There were fortunes made and lost in the S&P pit on Black Friday and Monday and we saw it firsthand. Some locals made so much they took their money and ran, while others battled it out.
I personally remember a broker taking out the error of another broker who was down over $500,000; the guy didn’t even flinch.
Our desk had to sell 3,000 big S&Ps for CapCom on behalf of the Saudi royal family (King Fahd) on Black Friday. The only bids in the pit were for sell programs. I hit every Morgan Stanley sell program bid I could find. I saw hundreds of unmatched trading cards and stacks of orders.
I remember a clerk who thought he had a million-dollar winner but in reality the sales went to Gelber Trading, leaving the clerk long 80 lots; it cost the order filler he worked for over $1 million. I remember the looks on people’s faces and most of all I remember the smell of the pit and all the money that changed hands on those days.
The fighting, the camaraderie, and the big bucks was what the 1987 Crash meant to most traders in the CME’s S&P 500 futures pit. They didn’t care what was going on in Washington or the Persian Gulf; it was a day to make millions and they were determined.
Response from the Federal Reserve
We knew it was serious. After the CBOE shut down at 11:45 the S&P [SNP:^GSPC] continued to plummet. It was like an enormous funnel that everyone turned to. They could not sell stock or options so they sold S&Ps. By 11:30 CT I personally had done over 9,000 big S&Ps and the desk had over 20,000 contracts and the day was not even half over.
The fights between the pit clerks and the desk clerks were going nonstop. The brokers in the pit were not handing out the cards, making it impossible to match the trades to the orders. All sorts of additional CME employees were on the floor as the clearing systems on all the exchanges were overloaded. They had never seen volumes like that and then the CME shut down the S&P pit at 12:15.

INFORMATION SHOWN:

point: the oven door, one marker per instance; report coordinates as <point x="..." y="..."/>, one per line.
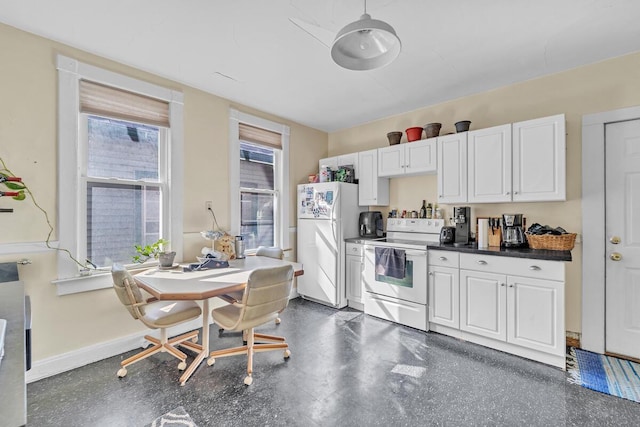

WHAT THE TASK REQUIRES: In the account of the 1987 crash, why did traders pour into the S&P pit after the CBOE shut down? Answer in one to three sentences.

EXERCISE RESULT: With the CBOE closed, they could not sell stock or options, so they sold S&Ps instead. That made the S&P pit an enormous funnel that everyone turned to.